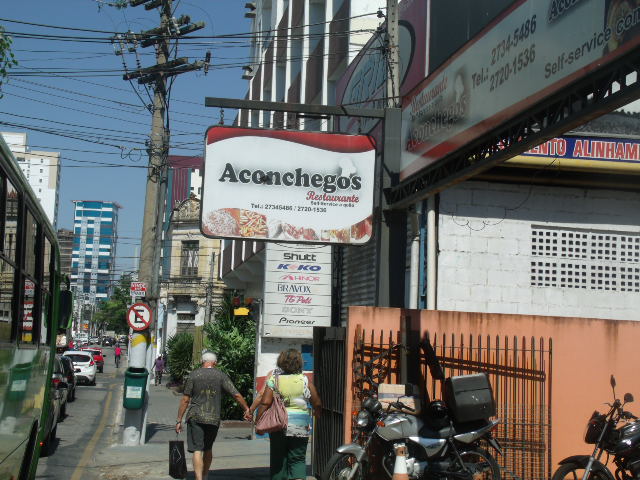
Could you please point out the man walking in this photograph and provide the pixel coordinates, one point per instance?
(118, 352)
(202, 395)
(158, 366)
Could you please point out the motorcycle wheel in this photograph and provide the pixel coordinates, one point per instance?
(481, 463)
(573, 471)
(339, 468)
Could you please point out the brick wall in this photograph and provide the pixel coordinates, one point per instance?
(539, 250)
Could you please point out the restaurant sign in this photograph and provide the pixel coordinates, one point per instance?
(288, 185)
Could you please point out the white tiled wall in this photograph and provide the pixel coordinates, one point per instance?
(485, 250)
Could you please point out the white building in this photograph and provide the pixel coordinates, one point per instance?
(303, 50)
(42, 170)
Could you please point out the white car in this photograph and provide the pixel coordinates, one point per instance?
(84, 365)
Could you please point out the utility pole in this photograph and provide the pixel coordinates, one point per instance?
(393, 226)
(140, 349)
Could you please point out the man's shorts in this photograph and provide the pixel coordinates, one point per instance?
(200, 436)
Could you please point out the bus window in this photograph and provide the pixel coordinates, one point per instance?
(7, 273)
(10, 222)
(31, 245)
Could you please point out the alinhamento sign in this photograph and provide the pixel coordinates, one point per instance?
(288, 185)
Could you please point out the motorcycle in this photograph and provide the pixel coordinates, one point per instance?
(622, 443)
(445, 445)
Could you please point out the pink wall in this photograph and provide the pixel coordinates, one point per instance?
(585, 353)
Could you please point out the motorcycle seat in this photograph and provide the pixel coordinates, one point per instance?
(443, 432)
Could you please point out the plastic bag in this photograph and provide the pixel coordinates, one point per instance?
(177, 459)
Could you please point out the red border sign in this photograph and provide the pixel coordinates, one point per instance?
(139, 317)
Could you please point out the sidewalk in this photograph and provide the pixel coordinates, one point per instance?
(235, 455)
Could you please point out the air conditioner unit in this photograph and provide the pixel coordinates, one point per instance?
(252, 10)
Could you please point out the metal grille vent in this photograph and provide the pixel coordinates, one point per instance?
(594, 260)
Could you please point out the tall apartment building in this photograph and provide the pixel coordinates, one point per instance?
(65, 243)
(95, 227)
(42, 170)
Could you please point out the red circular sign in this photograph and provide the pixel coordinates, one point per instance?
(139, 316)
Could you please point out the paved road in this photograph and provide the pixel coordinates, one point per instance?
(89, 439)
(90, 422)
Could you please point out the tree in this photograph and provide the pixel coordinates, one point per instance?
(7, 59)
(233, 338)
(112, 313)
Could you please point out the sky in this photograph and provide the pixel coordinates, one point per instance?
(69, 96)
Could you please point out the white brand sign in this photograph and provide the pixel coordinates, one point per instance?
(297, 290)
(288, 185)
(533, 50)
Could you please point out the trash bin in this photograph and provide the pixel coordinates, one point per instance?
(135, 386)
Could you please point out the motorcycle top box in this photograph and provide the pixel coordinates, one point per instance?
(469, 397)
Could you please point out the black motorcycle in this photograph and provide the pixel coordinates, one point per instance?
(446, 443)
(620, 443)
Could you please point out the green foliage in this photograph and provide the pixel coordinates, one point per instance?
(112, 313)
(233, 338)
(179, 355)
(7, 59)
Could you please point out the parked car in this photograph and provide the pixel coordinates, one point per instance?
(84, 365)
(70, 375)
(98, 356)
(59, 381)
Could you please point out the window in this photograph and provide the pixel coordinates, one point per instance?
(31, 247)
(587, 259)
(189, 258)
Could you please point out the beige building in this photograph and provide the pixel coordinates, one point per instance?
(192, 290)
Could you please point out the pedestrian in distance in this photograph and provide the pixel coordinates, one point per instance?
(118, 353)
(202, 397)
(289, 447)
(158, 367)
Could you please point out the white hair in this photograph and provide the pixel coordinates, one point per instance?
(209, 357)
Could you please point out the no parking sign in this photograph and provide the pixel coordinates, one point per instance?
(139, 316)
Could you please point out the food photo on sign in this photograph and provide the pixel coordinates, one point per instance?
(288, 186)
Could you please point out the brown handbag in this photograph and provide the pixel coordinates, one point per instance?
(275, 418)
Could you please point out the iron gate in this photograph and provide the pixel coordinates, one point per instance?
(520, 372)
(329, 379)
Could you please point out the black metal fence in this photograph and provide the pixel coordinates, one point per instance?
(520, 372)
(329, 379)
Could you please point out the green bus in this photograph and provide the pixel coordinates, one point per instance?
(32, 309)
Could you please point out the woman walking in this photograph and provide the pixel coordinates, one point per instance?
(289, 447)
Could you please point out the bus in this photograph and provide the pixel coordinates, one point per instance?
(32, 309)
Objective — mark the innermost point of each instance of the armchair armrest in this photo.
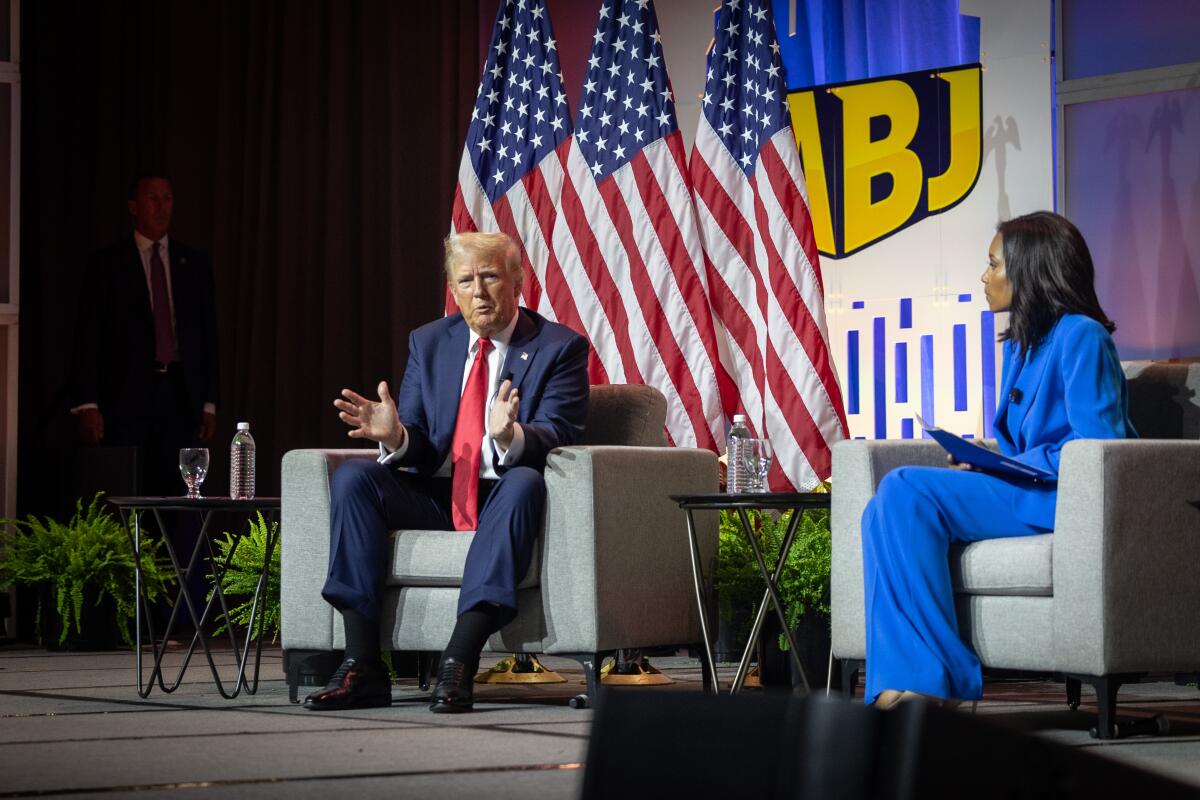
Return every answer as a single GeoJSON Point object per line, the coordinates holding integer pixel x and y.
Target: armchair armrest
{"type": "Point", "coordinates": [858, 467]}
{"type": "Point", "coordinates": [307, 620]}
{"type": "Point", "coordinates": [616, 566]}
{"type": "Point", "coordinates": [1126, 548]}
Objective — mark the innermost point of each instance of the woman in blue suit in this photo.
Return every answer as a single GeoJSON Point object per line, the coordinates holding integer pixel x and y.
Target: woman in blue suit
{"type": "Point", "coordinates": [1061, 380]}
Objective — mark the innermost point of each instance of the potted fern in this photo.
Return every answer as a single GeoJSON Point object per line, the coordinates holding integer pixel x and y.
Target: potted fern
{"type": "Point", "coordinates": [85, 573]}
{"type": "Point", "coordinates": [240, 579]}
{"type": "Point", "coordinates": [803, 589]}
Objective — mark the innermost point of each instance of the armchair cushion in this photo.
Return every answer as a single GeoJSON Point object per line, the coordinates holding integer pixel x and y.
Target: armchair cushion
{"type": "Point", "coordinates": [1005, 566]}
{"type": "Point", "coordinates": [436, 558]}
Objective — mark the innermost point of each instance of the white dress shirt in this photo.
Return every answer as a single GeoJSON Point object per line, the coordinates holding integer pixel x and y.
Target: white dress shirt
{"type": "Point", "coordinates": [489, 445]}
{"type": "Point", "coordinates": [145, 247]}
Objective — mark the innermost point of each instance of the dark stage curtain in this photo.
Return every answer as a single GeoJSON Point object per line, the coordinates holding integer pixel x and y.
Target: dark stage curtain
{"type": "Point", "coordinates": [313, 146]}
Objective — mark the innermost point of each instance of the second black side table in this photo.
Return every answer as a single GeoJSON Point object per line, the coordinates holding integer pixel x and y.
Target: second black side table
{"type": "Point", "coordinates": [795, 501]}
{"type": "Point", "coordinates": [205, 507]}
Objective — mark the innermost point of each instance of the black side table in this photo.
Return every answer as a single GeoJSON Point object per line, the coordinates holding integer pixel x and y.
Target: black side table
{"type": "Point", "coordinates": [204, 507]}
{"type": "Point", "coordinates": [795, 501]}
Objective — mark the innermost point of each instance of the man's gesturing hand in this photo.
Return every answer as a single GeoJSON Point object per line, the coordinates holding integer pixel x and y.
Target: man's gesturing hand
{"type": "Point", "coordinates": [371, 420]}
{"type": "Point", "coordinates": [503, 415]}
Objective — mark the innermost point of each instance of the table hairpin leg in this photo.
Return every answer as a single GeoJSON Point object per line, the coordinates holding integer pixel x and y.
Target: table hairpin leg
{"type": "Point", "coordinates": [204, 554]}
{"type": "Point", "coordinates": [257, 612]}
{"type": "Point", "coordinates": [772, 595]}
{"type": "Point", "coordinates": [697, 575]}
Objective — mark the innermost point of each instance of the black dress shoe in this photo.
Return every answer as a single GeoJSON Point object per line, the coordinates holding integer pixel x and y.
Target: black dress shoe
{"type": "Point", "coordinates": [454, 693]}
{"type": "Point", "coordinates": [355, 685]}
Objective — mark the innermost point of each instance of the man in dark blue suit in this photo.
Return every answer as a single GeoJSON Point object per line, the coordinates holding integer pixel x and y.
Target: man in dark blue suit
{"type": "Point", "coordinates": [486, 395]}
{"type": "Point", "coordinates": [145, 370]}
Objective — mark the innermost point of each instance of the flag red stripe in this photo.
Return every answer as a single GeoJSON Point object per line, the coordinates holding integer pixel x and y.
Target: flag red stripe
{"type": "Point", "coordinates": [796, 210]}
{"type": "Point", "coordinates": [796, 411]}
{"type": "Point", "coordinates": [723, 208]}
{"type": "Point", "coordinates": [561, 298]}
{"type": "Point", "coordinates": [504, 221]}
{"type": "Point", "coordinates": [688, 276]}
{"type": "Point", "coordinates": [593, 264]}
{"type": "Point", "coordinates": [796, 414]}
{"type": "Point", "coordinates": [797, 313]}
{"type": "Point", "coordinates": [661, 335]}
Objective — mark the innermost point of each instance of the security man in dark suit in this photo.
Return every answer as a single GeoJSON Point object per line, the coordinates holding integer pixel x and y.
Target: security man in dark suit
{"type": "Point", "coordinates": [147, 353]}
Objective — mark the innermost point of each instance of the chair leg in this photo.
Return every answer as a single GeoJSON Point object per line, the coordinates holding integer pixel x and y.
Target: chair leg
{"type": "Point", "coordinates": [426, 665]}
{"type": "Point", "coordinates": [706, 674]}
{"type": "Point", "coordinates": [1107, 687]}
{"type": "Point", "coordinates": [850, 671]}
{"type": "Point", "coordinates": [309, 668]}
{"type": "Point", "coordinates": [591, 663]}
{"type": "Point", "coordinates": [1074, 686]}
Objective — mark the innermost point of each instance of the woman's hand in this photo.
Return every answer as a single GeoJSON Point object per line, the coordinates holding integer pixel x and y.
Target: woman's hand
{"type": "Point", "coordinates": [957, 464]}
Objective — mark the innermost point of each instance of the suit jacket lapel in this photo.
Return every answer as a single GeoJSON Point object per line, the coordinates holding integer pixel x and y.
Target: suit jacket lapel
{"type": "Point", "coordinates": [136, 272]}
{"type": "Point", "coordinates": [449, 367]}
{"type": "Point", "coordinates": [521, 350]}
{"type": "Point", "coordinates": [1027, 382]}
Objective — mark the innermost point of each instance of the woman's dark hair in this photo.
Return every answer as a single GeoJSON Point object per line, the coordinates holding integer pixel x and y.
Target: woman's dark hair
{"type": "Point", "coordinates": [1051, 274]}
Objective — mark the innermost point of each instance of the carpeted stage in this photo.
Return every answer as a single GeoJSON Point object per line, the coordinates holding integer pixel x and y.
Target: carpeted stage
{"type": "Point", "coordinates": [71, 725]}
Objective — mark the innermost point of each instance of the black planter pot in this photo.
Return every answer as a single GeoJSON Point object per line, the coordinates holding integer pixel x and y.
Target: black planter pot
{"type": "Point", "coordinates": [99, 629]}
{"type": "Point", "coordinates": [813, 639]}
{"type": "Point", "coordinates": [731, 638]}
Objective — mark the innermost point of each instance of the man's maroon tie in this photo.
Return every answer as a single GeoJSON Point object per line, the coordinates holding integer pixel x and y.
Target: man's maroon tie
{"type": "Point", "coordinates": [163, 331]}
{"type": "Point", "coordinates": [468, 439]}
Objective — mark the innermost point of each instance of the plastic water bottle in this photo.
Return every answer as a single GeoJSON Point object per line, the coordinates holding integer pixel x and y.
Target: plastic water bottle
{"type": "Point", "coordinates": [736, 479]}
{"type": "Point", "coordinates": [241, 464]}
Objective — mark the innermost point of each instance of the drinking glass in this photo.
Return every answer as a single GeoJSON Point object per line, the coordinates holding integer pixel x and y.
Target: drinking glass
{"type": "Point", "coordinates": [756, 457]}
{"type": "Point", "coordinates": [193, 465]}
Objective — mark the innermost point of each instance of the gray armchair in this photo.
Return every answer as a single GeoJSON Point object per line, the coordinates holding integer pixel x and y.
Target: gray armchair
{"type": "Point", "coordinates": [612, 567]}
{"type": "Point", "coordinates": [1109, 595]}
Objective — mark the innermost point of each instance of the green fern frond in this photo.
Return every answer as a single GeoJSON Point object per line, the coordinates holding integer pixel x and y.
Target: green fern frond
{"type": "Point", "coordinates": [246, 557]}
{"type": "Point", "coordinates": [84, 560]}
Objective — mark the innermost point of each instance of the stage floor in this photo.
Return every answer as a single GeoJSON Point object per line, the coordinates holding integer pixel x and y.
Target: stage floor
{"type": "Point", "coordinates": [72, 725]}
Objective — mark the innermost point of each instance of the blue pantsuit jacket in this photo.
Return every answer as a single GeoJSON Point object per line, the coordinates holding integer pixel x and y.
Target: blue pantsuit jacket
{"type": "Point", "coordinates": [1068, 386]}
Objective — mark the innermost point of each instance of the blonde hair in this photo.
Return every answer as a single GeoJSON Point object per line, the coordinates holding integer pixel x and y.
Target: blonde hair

## Directive:
All lines from the one containing "floor in this photo." through the final line of the listing above are to be reproduced exactly; include both and add nothing.

## Answer to the problem:
Objective — mark the innermost point of each instance of the stage floor in this photo.
Return every answer as a single GeoJSON Point object per line, the coordinates holding integer pixel x and y.
Target: stage floor
{"type": "Point", "coordinates": [72, 725]}
Objective — mark the innermost point of each instance of the blue pantsuit jacket in this photo.
Return every answer as a single GeoJSON Point object per line, the coordinates holding integer pixel x and y.
Target: blue pantsuit jacket
{"type": "Point", "coordinates": [1068, 386]}
Objective — mark the innermost point of each instance of the blonde hair in this photo.
Return every answer as a single GeoJSON Point object per line, the coordinates holding integer pixel x and y.
Target: blonde hair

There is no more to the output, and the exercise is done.